:: Extract to read ::
——————————
Can a construction site be beautiful? Yes, if it’s in downtown San Antonio! At this moment, hard hats, scaffolds and cranes dot the central business district and serve as symbols of progress, long-awaited progress.

For someone like me,who remembers the glory days of downtown, every project is a welcome sight. The center city is getting its hustle and bustle back and a little swagger too. The central business district is making a dramatic comeback with new hotels, condominiums, museums, restaurants, entertainment venues and retail. The pieces that make up this exciting story have proven worthy of telling, time and again. And Bravo! San Antonio has done just that.

The September-October 2005 issue featured an article by Leigh Baldwin titled The Move Back to Downtown. As it turned out, her writing inspired a series of stories in the magazine over the next two years that centered on the revitalization of our city’s central business district. For example, in the very next issue, Mark Sullivan contributed My, How Things Have Changed: Enjoying The All Grown-Up Alamo City, and Mark Kinkaid wrote Living in the CBD.
——————————
(Dataset records)
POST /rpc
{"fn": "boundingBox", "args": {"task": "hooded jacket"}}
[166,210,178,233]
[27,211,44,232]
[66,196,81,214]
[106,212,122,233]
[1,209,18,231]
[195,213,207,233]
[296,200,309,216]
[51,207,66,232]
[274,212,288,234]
——————————
:: Written request 1 ::
In the text on downtown San Antonio, what title did Leigh Baldwin give her article in the September-October 2005 issue?
:: Written request 2 ::
Please restate word for word the stretch of the downtown San Antonio text from "The September-October 2005" through "in the CBD.".

:: Written response 1 ::
The Move Back to Downtown

:: Written response 2 ::
The September-October 2005 issue featured an article by Leigh Baldwin titled The Move Back to Downtown. As it turned out, her writing inspired a series of stories in the magazine over the next two years that centered on the revitalization of our city’s central business district. For example, in the very next issue, Mark Sullivan contributed My, How Things Have Changed: Enjoying The All Grown-Up Alamo City, and Mark Kinkaid wrote Living in the CBD.